─── Exercise input

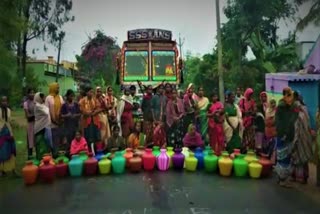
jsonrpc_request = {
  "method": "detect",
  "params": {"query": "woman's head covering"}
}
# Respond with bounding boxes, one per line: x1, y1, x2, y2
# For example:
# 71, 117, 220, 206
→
260, 91, 267, 98
106, 86, 112, 92
49, 82, 59, 96
244, 88, 254, 99
187, 83, 194, 92
34, 92, 44, 104
48, 82, 62, 121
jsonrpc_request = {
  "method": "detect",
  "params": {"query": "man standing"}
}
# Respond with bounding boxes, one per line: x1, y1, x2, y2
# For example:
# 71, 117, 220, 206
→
151, 84, 167, 147
45, 82, 64, 157
235, 87, 244, 105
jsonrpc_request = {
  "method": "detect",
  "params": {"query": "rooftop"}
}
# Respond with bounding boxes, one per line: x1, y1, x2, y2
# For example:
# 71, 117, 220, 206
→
266, 72, 320, 81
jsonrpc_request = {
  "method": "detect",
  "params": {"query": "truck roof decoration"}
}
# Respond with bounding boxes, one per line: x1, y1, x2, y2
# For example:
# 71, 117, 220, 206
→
127, 29, 172, 41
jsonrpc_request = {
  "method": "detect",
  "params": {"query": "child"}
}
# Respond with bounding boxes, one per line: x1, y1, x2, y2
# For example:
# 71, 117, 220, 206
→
127, 122, 146, 149
70, 131, 89, 156
105, 126, 126, 153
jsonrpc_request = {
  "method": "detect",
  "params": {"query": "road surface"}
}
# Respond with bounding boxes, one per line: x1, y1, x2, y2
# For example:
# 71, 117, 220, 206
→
0, 171, 319, 214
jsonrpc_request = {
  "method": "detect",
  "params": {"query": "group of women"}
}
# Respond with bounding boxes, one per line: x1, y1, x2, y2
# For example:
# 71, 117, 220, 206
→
0, 82, 315, 187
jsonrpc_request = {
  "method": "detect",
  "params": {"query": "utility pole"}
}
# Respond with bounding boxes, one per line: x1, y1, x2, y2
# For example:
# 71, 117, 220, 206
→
178, 33, 185, 58
177, 33, 185, 84
215, 0, 225, 102
56, 32, 65, 82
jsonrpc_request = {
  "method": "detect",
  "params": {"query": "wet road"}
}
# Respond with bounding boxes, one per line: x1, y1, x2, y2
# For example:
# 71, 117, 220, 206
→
1, 171, 320, 214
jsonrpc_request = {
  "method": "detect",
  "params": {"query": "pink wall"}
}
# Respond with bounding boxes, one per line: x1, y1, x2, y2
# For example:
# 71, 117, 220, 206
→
265, 77, 288, 94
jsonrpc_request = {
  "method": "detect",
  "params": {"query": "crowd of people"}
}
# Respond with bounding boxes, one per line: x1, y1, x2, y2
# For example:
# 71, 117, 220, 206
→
0, 82, 315, 188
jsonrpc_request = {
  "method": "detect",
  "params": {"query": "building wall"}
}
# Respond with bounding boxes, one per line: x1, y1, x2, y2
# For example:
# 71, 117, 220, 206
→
27, 62, 77, 96
289, 81, 319, 129
265, 75, 289, 93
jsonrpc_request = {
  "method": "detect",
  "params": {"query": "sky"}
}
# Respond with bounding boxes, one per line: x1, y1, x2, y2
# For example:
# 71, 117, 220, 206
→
29, 0, 320, 62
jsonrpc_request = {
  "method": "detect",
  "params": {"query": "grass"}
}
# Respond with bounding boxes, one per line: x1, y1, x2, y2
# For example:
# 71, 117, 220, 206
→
10, 109, 28, 173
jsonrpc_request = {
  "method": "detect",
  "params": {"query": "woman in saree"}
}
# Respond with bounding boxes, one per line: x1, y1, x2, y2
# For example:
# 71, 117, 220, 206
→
141, 85, 154, 144
183, 83, 197, 134
275, 87, 298, 187
117, 87, 134, 140
196, 87, 210, 141
34, 92, 52, 160
23, 88, 35, 158
265, 99, 277, 161
183, 123, 204, 150
224, 92, 243, 154
207, 92, 224, 156
45, 82, 64, 157
291, 91, 313, 184
151, 85, 167, 148
105, 86, 117, 132
239, 88, 256, 152
60, 89, 81, 154
79, 87, 101, 149
166, 89, 185, 148
127, 122, 146, 149
96, 87, 111, 144
0, 96, 16, 176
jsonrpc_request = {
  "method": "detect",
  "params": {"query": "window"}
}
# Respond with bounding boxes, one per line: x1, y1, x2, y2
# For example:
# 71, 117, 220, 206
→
124, 51, 149, 81
152, 51, 176, 81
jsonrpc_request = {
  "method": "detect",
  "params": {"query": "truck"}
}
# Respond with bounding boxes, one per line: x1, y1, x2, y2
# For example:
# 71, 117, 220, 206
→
116, 28, 183, 95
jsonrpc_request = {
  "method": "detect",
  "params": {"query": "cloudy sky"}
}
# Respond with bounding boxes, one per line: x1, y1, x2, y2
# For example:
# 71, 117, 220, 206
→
29, 0, 319, 62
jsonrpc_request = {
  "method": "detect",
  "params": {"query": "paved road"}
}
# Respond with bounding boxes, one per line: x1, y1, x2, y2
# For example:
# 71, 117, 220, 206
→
1, 171, 320, 214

──────

Please reproduce the entries above exactly, omitting every picture.

▶ Expected answer
jsonrpc_request = {
  "method": "detect",
  "params": {"query": "woman's head covering"}
}
# Respond with bounding boxes, one per line: x1, y1, x2, y2
# For example:
# 71, 117, 220, 206
→
260, 91, 267, 98
106, 86, 112, 92
49, 82, 59, 96
244, 88, 254, 99
187, 83, 194, 92
34, 92, 44, 104
48, 82, 62, 121
jsonrpc_request = {
  "method": "detect",
  "params": {"query": "man standing"}
}
# Respond with bounding boxes, one per line: x1, y1, x2, y2
# For example:
# 71, 117, 220, 206
→
151, 84, 167, 147
45, 82, 64, 157
235, 87, 244, 105
jsonrpc_request = {
  "method": "detect",
  "params": {"query": "rooftop"}
}
# Respond with bounding boxes, one per line: x1, y1, x2, y2
# For example:
# 71, 117, 220, 206
→
266, 72, 320, 81
jsonrpc_request = {
  "method": "detect",
  "params": {"query": "truck roof decoration"}
}
# Respond with bounding boxes, one per line: x1, y1, x2, y2
# For example:
# 71, 117, 220, 206
→
127, 29, 172, 41
jsonrpc_request = {
  "method": "detect",
  "params": {"query": "child"}
}
# Respond with bounding boxes, one per line: x1, y1, x2, y2
# For example:
# 71, 117, 220, 206
→
127, 122, 146, 149
70, 131, 89, 156
105, 126, 126, 153
jsonrpc_request = {
  "method": "detect",
  "params": {"query": "road surface"}
}
# Respond with bounding boxes, one per line: x1, y1, x2, y2
# For example:
# 71, 117, 220, 206
→
0, 171, 319, 214
jsonrpc_request = {
  "method": "detect",
  "params": {"query": "group of women"}
}
# Respond with bounding boxes, one per line: x1, y1, x2, y2
# For example:
# 71, 117, 220, 206
→
0, 82, 315, 187
jsonrpc_request = {
  "method": "detect",
  "params": {"query": "utility pole"}
}
# Respond with bounding boxes, one per line: x1, y1, x2, y2
# For example:
# 71, 117, 220, 206
→
178, 33, 185, 58
177, 33, 185, 84
215, 0, 225, 102
56, 32, 65, 82
jsonrpc_request = {
  "method": "detect",
  "params": {"query": "wet road"}
}
# Respond with bounding boxes, one per line: x1, y1, x2, y2
# For example:
# 71, 117, 220, 206
→
1, 171, 320, 214
jsonrpc_request = {
  "method": "detect",
  "params": {"query": "pink wall"}
}
# Respond with bounding boxes, one per line: x1, y1, x2, y2
# For example:
# 71, 117, 220, 206
→
265, 77, 288, 94
jsonrpc_request = {
  "method": "detect",
  "params": {"query": "crowd of people"}
}
# Respond with bounding boxes, one per line: x1, y1, x2, y2
# For example:
# 71, 117, 220, 206
→
0, 82, 315, 188
jsonrpc_request = {
  "method": "detect",
  "params": {"query": "building wall"}
}
# Respond with bounding boxes, one per line: x1, y1, x2, y2
# For example:
# 71, 117, 220, 206
→
27, 62, 77, 96
289, 81, 319, 129
265, 75, 289, 93
jsonrpc_request = {
  "method": "detect",
  "params": {"query": "sky"}
}
# Respond with bounding boxes, one per line: x1, y1, x2, y2
# For example:
# 71, 117, 220, 206
→
29, 0, 320, 62
jsonrpc_request = {
  "method": "detect",
  "params": {"query": "grass"}
}
# Respond with bounding boxes, one per line: x1, y1, x2, y2
# For example:
# 71, 117, 220, 206
→
10, 109, 28, 173
jsonrpc_request = {
  "method": "detect",
  "params": {"query": "woman in saree"}
}
# Respond with bounding boxes, one per line: x1, y1, x2, y2
# For example:
# 71, 117, 220, 206
→
141, 85, 154, 144
183, 83, 197, 134
275, 87, 298, 187
117, 87, 134, 140
196, 87, 210, 141
34, 92, 52, 160
23, 88, 35, 158
265, 99, 277, 161
183, 123, 204, 150
224, 92, 243, 154
207, 92, 224, 156
45, 82, 64, 157
291, 91, 313, 184
151, 85, 167, 148
105, 86, 117, 132
239, 88, 256, 152
60, 89, 81, 154
79, 87, 101, 149
166, 89, 185, 148
127, 122, 146, 149
96, 87, 111, 144
0, 96, 16, 176
jsonrpc_request = {
  "method": "detect",
  "params": {"query": "window"}
}
# Respond with bounding boxes, one per line: x1, y1, x2, y2
# For example:
# 71, 117, 220, 206
→
124, 51, 149, 81
152, 51, 176, 81
jsonrpc_request = {
  "method": "detect",
  "params": {"query": "truck"}
}
# Respond with bounding boxes, one per line: x1, y1, x2, y2
# For example:
# 71, 117, 220, 206
→
116, 28, 183, 95
jsonrpc_request = {
  "method": "detect",
  "params": {"query": "cloudy sky"}
}
# Respond with bounding boxes, one per line: x1, y1, x2, y2
# For example:
# 71, 117, 220, 206
→
29, 0, 319, 62
jsonrpc_request = {
  "method": "detect",
  "params": {"query": "paved road"}
}
# Respond with bounding boxes, one per line: x1, y1, x2, y2
# For example:
# 71, 117, 220, 206
→
1, 171, 320, 214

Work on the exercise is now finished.